_Exercise aim:_ Every line from the beginning of the data through the line containing "Query: pebble" should be reproduced exactly, and no further lines should be output.

------------

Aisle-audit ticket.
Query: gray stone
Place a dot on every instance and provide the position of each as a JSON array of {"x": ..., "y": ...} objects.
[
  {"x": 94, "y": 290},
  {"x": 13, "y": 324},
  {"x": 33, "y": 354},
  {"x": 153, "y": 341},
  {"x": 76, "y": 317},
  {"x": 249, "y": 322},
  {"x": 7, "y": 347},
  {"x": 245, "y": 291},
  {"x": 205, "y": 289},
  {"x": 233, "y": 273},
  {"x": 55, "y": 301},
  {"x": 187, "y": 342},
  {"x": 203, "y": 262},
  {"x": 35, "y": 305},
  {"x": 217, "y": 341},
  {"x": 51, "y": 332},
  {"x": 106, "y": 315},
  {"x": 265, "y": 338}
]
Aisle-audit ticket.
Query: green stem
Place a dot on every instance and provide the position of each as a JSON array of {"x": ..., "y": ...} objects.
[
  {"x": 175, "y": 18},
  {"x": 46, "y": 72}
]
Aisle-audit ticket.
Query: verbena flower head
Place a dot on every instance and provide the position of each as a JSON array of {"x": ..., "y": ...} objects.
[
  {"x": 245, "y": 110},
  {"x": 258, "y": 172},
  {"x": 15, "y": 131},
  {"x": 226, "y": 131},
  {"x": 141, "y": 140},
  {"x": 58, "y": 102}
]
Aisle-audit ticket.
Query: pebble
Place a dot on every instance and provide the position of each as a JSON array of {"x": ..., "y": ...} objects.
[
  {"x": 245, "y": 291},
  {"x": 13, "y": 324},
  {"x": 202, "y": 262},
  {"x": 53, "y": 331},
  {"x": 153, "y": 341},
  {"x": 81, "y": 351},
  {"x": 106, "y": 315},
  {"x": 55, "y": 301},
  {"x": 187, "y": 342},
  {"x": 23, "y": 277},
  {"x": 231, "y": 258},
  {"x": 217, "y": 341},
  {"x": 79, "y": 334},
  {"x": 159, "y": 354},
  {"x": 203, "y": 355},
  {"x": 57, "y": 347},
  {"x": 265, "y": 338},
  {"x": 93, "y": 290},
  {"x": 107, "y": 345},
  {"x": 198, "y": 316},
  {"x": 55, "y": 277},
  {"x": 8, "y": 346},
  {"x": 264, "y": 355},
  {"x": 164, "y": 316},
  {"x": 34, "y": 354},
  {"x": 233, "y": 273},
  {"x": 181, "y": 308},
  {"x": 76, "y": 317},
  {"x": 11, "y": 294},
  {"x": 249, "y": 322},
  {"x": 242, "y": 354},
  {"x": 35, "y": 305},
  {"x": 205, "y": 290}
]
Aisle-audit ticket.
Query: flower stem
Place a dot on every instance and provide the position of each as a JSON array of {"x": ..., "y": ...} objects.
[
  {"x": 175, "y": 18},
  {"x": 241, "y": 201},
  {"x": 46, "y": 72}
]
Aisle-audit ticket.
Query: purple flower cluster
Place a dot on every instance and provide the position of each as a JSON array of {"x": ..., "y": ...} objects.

------------

_Answer box:_
Aisle-audit ticket.
Query: gray stone
Place a dot on every instance and provide the position of each as a JSON array of {"x": ..., "y": ...} objects.
[
  {"x": 94, "y": 290},
  {"x": 13, "y": 324},
  {"x": 33, "y": 354},
  {"x": 153, "y": 341},
  {"x": 76, "y": 317},
  {"x": 249, "y": 322},
  {"x": 7, "y": 347},
  {"x": 245, "y": 291},
  {"x": 205, "y": 289},
  {"x": 233, "y": 273},
  {"x": 55, "y": 301},
  {"x": 187, "y": 342},
  {"x": 203, "y": 262},
  {"x": 35, "y": 305},
  {"x": 217, "y": 341},
  {"x": 51, "y": 332},
  {"x": 106, "y": 315},
  {"x": 265, "y": 338}
]
Aisle-audit ticket.
Query: green stem
Place a dot on every instance and provide the position of each as a JSON array of {"x": ..., "y": ...} objects.
[
  {"x": 175, "y": 18},
  {"x": 46, "y": 72}
]
Aisle-audit ticket.
Query: verbena flower head
Place a dot on every instance and provide the position of each as a JSON array of {"x": ..., "y": ...} objects.
[
  {"x": 245, "y": 110},
  {"x": 258, "y": 172},
  {"x": 15, "y": 131},
  {"x": 226, "y": 131},
  {"x": 141, "y": 140},
  {"x": 58, "y": 102}
]
Aisle-audit ticket.
Query: pebble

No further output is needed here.